* BEGIN SUPPLIED ENTRIES *

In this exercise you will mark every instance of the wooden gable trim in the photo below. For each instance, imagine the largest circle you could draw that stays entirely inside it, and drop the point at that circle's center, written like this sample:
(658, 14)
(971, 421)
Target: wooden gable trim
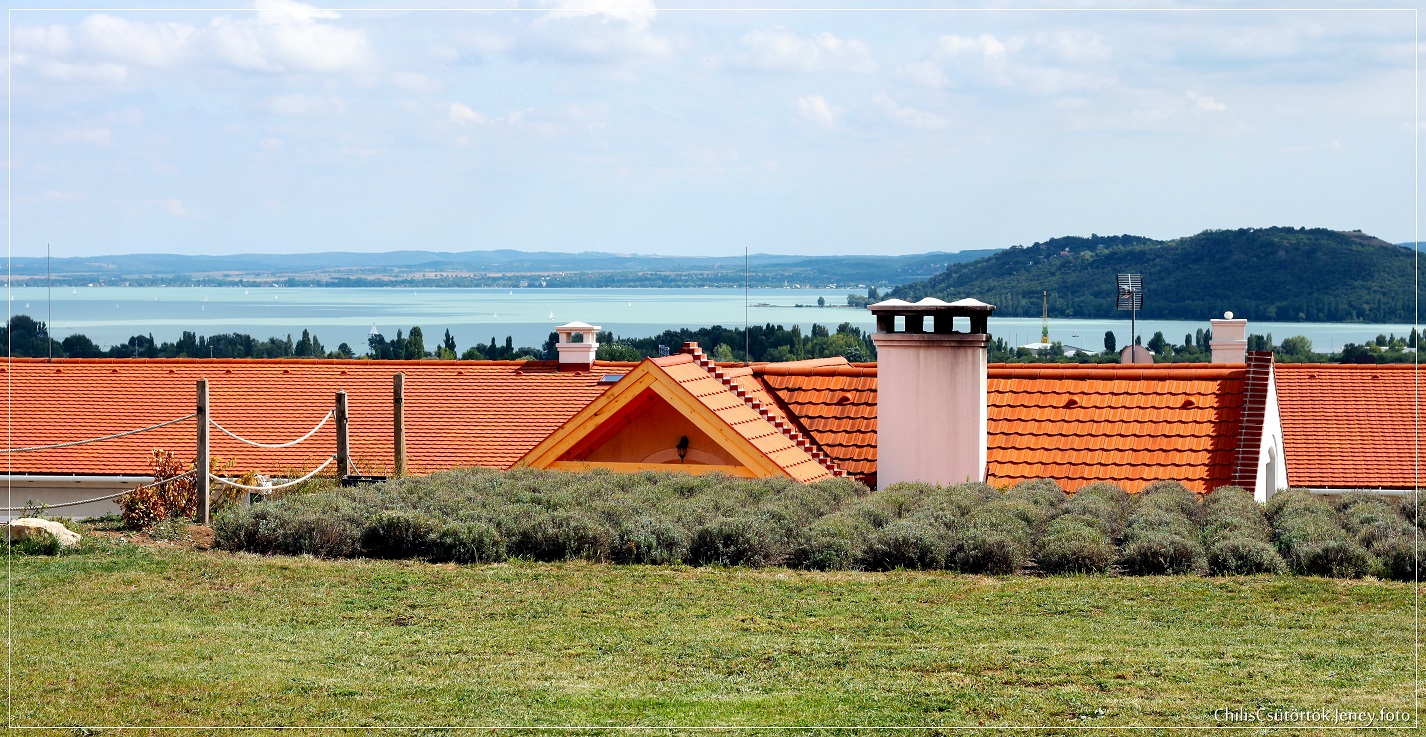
(568, 435)
(698, 469)
(716, 428)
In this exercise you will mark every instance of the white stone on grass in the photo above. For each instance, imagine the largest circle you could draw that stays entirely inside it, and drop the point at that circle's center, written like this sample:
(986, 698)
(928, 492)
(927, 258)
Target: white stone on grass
(24, 528)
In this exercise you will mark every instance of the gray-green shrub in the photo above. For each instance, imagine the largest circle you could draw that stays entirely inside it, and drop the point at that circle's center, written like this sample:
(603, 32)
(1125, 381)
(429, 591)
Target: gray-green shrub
(1311, 538)
(907, 543)
(833, 542)
(1040, 492)
(322, 525)
(1401, 558)
(743, 540)
(1155, 552)
(652, 540)
(562, 535)
(399, 533)
(1244, 556)
(1160, 521)
(1171, 496)
(1105, 502)
(467, 542)
(990, 540)
(1074, 543)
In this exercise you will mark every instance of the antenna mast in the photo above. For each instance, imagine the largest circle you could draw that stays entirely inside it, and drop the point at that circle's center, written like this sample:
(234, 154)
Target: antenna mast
(1044, 318)
(49, 304)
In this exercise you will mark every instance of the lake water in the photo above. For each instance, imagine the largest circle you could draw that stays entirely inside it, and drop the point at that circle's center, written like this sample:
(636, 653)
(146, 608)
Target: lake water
(110, 315)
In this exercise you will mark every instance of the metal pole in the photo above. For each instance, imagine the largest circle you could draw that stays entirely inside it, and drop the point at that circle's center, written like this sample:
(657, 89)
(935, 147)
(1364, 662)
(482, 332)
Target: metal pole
(49, 305)
(201, 464)
(342, 448)
(398, 424)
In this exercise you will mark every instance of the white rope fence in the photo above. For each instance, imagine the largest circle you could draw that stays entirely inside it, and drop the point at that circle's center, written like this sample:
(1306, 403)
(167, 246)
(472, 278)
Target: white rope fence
(72, 444)
(294, 482)
(97, 498)
(290, 444)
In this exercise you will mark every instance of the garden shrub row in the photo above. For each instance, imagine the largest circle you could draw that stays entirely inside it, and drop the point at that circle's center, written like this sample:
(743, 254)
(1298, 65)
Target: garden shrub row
(476, 516)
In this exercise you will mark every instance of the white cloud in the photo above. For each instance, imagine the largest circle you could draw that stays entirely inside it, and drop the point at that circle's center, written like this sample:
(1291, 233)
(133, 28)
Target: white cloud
(290, 12)
(1204, 103)
(1048, 63)
(414, 81)
(814, 109)
(144, 44)
(301, 106)
(103, 74)
(909, 116)
(780, 49)
(42, 39)
(581, 32)
(281, 37)
(1073, 46)
(89, 136)
(924, 73)
(984, 46)
(638, 14)
(462, 114)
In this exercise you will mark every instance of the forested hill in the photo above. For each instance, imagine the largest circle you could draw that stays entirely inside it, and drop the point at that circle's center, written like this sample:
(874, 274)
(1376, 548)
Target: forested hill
(1265, 274)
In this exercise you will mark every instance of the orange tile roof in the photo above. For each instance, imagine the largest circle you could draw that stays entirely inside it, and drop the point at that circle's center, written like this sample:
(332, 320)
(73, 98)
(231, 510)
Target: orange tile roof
(1131, 425)
(1351, 425)
(742, 418)
(836, 405)
(457, 412)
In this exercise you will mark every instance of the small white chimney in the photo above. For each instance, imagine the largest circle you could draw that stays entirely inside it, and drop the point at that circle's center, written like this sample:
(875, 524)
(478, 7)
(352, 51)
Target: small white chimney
(931, 391)
(578, 342)
(1229, 341)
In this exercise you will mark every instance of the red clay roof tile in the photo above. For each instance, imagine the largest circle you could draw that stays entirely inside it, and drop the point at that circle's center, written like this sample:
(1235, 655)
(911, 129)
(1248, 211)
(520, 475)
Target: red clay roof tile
(1351, 425)
(458, 414)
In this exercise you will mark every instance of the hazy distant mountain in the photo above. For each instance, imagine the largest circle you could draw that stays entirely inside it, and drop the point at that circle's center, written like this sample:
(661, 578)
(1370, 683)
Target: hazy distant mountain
(1265, 274)
(405, 264)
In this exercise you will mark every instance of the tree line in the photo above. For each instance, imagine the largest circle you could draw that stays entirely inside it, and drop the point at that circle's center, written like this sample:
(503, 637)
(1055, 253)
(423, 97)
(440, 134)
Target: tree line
(1261, 274)
(760, 342)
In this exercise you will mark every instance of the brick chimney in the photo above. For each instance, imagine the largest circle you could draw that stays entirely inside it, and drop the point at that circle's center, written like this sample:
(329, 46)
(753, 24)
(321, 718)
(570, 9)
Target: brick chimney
(576, 347)
(931, 395)
(1229, 341)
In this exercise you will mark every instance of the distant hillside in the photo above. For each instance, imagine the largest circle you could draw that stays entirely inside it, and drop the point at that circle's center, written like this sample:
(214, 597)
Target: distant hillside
(1265, 274)
(491, 268)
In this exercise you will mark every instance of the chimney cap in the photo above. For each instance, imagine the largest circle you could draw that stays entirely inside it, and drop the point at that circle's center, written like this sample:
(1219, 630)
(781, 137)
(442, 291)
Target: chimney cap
(931, 305)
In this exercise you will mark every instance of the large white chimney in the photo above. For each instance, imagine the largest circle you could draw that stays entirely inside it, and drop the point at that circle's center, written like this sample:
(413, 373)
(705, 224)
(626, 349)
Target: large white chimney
(1229, 341)
(931, 391)
(576, 347)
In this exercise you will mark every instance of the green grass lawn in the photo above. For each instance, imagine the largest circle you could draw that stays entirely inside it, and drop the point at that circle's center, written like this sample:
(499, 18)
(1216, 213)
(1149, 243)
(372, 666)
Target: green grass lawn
(124, 635)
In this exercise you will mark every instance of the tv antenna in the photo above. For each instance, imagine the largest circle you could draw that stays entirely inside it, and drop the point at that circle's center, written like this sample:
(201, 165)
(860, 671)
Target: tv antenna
(1131, 298)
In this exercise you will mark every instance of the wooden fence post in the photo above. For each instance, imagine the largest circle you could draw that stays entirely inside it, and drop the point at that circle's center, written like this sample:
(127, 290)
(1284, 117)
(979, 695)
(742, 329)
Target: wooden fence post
(201, 462)
(344, 465)
(398, 424)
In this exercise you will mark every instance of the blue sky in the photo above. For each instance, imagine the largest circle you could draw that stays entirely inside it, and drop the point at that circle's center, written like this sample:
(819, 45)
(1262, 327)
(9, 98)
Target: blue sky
(638, 129)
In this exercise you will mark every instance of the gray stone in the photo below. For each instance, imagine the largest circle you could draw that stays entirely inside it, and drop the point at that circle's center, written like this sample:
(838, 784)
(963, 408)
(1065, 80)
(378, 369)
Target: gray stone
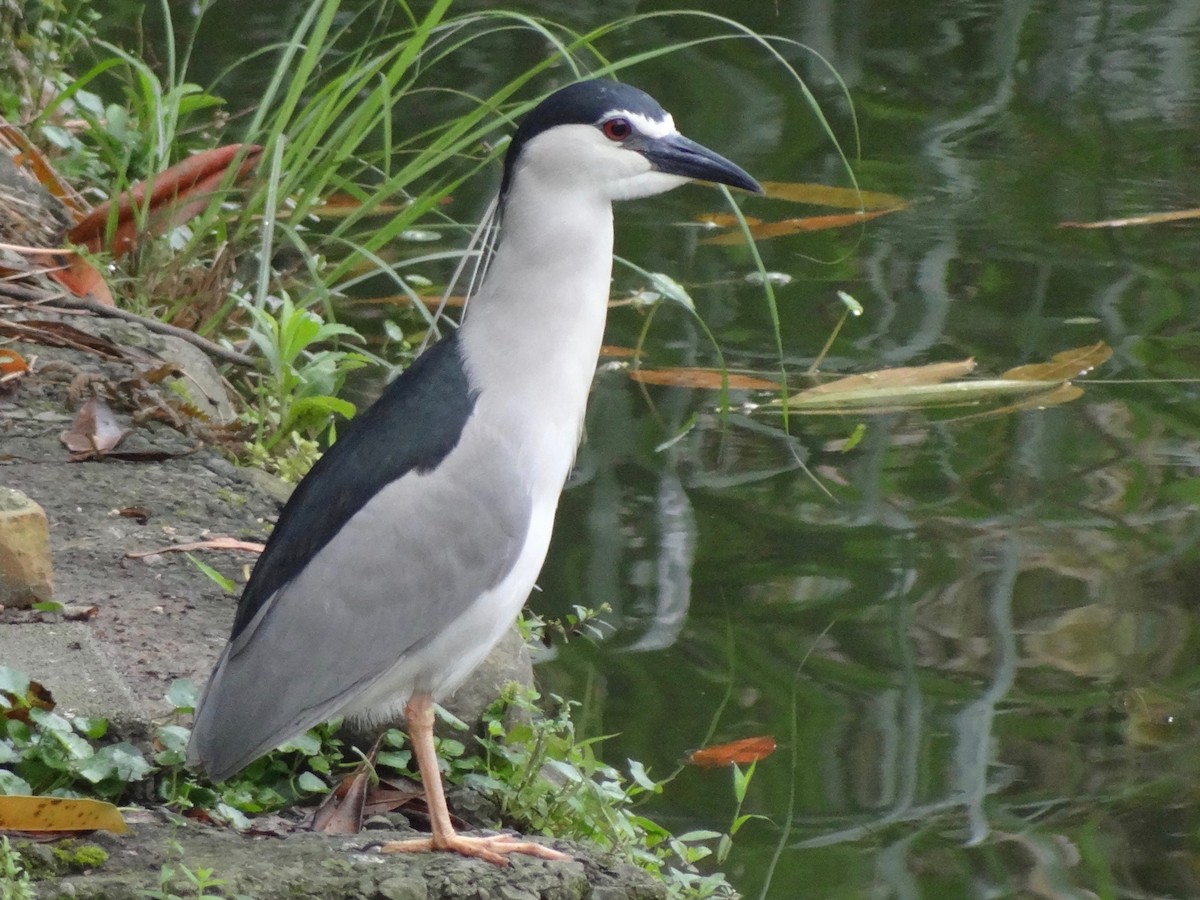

* END SUPPLIED ENTRIES *

» **EXERCISE DESCRIPTION**
Collect every line of the material above that contains the string "hillside", treating uppercase and lowercase as different.

» **WRITTEN RESPONSE**
In this exercise you will mark every instance of the distant hillside in the photo above. For each instance, imagine the largest circle you could draw that stays entirely inside it, and drop the point at that circle's center, written like this sample:
Target: distant hillside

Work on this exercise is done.